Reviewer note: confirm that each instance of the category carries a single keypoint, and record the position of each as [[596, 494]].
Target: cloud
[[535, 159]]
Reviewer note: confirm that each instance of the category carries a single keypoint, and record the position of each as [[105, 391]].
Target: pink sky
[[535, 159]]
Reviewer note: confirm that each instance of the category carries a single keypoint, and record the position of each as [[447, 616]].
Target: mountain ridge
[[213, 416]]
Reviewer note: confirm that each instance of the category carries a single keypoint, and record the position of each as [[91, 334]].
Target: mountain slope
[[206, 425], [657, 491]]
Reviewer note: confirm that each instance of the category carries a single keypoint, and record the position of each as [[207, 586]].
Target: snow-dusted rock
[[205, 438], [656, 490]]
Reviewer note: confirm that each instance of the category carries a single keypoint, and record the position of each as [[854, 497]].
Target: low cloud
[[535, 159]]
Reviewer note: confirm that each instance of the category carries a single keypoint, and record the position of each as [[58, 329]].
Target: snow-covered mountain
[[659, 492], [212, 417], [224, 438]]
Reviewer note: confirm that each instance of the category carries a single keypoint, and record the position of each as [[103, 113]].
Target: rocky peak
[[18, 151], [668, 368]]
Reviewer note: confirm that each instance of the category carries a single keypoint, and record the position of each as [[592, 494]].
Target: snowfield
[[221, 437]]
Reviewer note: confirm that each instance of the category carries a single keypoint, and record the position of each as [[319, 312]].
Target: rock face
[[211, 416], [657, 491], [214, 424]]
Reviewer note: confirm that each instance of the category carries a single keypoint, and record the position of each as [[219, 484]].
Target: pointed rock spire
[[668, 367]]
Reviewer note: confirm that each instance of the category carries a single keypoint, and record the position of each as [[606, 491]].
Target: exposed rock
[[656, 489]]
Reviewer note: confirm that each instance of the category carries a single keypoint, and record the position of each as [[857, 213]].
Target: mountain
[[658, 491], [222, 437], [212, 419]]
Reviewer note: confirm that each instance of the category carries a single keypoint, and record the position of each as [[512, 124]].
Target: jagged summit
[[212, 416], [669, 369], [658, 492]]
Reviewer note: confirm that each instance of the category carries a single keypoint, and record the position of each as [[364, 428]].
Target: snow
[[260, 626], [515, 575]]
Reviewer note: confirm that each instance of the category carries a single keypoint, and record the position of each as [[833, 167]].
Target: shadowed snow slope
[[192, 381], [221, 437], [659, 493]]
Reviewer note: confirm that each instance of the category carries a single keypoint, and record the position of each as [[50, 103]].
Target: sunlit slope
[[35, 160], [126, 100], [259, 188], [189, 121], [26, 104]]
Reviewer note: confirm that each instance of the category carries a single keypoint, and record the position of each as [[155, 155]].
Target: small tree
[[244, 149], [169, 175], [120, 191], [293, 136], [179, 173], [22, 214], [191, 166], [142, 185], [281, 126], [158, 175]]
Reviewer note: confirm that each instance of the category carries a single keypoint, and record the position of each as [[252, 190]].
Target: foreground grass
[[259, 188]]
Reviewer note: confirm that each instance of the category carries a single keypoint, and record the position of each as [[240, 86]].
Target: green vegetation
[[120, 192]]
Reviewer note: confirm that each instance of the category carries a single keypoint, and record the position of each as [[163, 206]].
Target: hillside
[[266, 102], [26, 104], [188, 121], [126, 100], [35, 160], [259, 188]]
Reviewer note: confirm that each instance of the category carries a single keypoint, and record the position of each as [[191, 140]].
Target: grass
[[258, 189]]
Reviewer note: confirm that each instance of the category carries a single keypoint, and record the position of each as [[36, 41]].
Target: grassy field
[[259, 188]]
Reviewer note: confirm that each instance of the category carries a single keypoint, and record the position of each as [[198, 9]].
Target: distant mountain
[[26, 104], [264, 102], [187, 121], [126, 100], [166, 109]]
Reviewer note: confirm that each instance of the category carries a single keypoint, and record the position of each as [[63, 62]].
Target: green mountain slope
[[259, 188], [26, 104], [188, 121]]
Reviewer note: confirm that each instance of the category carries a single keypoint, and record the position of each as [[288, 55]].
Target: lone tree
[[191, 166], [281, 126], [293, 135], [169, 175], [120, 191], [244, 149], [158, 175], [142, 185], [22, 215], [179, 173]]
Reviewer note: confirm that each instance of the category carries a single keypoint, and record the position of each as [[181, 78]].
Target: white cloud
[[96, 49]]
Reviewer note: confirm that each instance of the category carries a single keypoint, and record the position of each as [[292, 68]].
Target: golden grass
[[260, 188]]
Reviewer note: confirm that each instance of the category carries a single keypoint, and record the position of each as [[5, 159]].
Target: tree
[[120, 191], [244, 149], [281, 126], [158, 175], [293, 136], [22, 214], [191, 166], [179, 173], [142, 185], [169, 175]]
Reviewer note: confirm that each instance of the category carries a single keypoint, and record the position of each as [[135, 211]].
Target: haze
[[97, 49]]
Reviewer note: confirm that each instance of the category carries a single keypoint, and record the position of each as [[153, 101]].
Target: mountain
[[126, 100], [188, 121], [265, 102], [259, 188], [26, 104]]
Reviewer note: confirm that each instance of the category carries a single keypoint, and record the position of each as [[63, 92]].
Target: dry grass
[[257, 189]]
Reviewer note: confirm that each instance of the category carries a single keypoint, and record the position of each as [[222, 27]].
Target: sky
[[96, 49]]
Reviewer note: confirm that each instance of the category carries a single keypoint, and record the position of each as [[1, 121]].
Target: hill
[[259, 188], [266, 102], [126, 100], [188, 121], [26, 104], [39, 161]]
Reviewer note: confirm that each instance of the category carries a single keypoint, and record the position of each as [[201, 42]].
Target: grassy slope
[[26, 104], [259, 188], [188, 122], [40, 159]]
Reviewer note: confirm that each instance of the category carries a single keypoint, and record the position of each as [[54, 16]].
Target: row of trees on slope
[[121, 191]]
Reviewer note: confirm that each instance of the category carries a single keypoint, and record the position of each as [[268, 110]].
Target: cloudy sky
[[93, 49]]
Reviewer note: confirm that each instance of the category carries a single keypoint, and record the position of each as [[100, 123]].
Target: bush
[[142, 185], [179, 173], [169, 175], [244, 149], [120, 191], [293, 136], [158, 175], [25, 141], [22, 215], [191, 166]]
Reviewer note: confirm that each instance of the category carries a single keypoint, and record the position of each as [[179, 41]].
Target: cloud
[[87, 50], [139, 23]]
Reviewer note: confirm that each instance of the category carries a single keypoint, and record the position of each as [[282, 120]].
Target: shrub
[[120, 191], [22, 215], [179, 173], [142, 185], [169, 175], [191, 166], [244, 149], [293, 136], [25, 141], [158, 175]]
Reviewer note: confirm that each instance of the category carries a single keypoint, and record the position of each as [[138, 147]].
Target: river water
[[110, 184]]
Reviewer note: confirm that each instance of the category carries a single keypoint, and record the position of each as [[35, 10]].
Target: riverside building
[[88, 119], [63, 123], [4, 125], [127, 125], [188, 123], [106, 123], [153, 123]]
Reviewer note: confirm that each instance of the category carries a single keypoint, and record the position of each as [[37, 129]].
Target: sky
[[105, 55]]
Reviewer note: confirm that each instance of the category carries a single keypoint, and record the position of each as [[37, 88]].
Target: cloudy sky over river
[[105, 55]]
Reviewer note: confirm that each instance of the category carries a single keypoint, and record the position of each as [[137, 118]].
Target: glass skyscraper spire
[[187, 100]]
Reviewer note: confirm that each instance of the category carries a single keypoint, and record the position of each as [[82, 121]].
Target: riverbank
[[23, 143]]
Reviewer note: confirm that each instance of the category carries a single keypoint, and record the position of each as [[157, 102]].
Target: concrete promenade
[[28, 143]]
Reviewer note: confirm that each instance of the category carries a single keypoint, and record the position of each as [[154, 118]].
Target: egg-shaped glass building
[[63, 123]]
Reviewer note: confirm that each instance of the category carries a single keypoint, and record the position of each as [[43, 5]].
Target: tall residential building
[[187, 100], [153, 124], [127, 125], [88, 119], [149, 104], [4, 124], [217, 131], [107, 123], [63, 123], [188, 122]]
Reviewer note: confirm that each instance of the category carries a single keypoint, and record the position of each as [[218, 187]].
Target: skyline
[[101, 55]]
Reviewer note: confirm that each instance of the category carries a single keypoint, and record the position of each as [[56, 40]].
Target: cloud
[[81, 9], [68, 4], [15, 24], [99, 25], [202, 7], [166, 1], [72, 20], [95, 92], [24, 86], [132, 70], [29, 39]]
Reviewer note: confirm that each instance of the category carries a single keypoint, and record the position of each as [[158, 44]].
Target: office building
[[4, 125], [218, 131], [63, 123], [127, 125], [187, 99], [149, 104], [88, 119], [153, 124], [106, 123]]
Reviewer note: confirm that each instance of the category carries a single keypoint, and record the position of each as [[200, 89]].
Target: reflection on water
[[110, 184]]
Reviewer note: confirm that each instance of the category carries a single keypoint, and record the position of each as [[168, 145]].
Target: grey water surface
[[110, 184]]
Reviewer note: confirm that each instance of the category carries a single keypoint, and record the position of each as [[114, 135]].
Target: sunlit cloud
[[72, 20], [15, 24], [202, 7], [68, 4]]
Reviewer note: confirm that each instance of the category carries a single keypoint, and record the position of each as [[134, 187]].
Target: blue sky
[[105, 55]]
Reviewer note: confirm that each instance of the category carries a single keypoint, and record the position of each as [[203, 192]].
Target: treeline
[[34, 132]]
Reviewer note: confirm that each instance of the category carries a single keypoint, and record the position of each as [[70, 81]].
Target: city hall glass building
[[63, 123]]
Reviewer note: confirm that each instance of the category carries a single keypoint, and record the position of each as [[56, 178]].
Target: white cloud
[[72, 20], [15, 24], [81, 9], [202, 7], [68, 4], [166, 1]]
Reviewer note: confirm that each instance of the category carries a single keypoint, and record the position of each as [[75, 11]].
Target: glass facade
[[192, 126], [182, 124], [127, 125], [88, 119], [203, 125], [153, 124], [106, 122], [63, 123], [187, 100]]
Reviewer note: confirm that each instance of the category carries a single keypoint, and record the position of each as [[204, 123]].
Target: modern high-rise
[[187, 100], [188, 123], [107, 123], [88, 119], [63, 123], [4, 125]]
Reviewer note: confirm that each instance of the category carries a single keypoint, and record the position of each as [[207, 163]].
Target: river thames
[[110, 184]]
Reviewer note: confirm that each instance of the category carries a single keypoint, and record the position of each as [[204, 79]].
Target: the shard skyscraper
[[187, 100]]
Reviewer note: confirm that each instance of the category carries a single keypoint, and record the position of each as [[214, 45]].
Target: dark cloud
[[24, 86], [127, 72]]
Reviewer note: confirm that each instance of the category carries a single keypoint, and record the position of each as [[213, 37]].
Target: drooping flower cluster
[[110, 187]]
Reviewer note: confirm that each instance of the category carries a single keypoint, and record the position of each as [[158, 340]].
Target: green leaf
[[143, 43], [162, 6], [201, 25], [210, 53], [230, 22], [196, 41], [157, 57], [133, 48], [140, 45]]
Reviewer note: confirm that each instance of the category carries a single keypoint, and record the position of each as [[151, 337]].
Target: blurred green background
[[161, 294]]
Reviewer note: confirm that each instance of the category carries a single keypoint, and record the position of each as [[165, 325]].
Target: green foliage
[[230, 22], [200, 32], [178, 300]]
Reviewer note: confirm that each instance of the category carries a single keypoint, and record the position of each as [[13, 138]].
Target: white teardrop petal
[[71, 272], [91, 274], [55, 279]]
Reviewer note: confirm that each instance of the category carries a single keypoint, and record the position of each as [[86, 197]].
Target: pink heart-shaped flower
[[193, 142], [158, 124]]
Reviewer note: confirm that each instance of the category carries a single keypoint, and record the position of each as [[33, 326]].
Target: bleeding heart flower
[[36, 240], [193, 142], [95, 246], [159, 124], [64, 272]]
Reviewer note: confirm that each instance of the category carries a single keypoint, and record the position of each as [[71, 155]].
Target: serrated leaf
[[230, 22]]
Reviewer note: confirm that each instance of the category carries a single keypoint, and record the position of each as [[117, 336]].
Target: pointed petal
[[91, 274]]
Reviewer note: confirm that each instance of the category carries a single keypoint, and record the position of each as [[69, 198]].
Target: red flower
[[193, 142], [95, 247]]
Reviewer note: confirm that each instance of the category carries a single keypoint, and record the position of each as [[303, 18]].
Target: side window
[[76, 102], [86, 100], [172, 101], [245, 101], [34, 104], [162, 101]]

::::

## Task instructions
Convert the records above into a JSON list of strings. Start at the line containing "as [[1, 121]]." and end at the line containing "104], [39, 161]]", with one string per line and blank lines omitted.

## Exercise response
[
  "Reviewer note: confirm that each instance of the category carries a single keypoint, and record the position of each as [[1, 121]].",
  "Target: hill",
  "[[259, 188], [266, 102], [126, 100], [188, 121], [26, 104], [39, 161]]"
]